»»

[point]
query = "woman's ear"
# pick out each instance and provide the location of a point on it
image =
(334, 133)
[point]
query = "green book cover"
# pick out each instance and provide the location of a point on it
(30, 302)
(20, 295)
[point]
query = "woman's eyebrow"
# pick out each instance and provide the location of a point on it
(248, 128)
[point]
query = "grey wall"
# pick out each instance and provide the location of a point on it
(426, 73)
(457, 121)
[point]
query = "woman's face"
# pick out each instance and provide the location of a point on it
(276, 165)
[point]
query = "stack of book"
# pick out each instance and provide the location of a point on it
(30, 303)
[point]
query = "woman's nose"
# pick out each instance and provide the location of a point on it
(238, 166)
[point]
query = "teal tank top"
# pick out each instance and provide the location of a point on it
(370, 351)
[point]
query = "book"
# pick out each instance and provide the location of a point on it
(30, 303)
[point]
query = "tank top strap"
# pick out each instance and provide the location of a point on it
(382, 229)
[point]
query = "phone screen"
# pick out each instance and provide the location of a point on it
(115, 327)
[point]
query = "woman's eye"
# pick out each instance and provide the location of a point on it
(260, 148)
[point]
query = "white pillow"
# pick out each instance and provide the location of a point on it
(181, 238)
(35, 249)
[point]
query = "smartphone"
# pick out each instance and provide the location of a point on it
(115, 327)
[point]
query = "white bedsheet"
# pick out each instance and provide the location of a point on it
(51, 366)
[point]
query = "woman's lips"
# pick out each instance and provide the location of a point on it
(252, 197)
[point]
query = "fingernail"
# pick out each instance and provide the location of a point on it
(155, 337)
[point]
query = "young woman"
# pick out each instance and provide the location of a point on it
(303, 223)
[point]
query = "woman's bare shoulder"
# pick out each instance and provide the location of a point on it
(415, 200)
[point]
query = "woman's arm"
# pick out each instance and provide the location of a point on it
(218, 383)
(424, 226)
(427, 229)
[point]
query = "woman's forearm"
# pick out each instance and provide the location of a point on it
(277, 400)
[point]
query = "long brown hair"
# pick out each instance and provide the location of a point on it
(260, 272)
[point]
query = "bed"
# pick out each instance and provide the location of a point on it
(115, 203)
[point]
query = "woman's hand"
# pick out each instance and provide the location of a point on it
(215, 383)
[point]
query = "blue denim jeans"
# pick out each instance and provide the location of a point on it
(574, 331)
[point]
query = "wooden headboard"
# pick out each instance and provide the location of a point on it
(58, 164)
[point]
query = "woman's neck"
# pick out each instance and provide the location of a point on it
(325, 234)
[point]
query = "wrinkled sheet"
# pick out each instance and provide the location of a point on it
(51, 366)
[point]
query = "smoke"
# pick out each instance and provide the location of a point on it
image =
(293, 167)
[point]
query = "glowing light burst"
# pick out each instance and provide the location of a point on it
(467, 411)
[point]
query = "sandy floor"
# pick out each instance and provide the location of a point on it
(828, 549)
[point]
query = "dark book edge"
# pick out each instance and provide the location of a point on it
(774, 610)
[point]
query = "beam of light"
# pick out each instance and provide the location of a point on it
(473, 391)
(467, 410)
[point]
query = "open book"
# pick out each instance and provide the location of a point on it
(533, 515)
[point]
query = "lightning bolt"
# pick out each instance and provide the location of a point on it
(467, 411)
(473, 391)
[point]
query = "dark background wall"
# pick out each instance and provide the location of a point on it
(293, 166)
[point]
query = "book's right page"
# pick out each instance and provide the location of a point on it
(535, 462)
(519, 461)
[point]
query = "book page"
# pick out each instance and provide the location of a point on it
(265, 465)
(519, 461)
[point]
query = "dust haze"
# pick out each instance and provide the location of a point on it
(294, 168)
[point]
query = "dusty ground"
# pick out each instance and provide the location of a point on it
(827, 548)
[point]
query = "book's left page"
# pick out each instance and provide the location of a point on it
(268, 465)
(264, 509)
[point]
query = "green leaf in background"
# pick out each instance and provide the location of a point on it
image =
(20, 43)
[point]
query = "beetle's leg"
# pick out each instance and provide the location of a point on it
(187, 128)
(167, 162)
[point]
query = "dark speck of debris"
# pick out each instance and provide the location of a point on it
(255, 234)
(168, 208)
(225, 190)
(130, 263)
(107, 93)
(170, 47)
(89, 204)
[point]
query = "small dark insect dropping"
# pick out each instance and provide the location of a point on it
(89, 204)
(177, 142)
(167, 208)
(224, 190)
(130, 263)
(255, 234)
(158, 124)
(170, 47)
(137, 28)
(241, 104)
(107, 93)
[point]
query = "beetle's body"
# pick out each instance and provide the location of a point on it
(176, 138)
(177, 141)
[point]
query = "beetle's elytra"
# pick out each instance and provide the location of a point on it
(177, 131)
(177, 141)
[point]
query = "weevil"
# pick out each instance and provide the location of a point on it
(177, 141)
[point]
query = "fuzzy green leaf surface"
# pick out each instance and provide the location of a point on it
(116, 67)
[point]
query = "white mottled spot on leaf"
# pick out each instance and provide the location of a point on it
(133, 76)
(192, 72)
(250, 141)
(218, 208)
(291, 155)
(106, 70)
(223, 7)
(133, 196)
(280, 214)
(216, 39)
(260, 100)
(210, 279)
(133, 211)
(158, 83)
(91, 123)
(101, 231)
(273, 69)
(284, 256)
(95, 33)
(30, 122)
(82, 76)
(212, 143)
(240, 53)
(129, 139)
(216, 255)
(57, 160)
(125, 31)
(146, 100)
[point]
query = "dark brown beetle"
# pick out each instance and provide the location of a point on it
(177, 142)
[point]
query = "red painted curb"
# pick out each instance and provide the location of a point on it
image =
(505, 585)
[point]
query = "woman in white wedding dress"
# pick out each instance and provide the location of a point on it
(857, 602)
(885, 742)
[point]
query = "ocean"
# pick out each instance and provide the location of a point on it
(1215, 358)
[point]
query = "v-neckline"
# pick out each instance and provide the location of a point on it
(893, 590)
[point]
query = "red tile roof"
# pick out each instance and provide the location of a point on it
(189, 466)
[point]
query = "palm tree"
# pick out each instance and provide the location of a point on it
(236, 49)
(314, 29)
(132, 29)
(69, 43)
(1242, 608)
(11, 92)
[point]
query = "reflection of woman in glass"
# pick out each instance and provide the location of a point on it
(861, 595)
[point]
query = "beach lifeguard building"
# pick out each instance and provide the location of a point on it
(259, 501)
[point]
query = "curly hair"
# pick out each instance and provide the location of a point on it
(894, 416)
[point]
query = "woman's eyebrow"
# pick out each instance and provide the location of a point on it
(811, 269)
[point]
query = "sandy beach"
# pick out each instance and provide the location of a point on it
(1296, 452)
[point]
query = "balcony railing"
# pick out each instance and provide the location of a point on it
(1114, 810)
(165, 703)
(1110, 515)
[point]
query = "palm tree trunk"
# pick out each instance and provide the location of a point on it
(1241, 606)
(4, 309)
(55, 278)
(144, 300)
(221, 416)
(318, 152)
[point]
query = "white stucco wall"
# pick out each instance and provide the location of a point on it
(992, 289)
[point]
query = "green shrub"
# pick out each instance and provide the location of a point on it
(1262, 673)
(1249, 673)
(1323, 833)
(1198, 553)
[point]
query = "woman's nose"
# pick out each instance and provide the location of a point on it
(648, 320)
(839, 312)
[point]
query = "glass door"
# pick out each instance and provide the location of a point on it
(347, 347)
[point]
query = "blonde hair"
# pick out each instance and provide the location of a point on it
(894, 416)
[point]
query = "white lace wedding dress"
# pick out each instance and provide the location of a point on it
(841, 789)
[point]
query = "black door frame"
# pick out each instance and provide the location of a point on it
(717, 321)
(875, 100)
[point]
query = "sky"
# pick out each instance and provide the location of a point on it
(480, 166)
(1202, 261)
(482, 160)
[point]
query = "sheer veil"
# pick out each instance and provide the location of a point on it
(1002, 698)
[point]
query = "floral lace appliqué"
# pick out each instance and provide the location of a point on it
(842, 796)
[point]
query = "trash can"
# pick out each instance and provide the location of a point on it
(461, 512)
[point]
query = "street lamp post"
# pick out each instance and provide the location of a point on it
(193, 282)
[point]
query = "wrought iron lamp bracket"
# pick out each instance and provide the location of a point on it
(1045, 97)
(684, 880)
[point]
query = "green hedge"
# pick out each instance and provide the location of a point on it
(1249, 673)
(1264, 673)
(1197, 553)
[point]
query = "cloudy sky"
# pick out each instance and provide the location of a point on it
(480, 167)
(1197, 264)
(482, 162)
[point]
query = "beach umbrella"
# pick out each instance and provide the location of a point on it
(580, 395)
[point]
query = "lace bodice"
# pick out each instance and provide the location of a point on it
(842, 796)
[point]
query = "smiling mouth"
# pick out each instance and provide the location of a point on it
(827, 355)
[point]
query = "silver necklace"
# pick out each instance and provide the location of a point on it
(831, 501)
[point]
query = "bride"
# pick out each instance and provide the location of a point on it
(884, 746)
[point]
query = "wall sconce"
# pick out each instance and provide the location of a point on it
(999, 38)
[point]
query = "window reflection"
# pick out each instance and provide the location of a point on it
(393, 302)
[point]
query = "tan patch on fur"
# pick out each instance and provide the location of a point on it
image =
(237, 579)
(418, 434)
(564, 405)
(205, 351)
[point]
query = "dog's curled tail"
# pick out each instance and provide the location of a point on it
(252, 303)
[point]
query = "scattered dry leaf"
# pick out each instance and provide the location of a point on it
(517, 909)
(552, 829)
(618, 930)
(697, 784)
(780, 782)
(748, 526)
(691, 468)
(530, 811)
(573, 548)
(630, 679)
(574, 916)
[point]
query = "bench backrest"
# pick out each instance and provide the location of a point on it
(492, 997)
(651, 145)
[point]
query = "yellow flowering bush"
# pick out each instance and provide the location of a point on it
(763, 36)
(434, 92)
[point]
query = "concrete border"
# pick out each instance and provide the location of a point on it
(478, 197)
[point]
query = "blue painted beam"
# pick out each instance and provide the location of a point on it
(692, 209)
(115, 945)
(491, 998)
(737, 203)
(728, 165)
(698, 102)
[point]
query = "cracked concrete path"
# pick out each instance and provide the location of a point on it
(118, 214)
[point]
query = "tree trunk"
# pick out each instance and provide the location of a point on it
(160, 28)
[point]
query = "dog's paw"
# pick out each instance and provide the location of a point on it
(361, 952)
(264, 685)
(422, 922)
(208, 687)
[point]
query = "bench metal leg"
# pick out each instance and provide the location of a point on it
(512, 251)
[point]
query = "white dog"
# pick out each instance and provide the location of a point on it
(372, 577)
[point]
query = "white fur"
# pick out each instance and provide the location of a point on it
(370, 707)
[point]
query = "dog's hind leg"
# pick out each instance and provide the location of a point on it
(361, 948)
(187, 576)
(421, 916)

««

(What to work on): For every line in the listing above that mentions the word "leaf", make a copy.

(Solution below):
query = "green leaf in background"
query = "fuzzy green leaf surface"
query = "white mottled spot on leaf"
query = "scattered dry leaf"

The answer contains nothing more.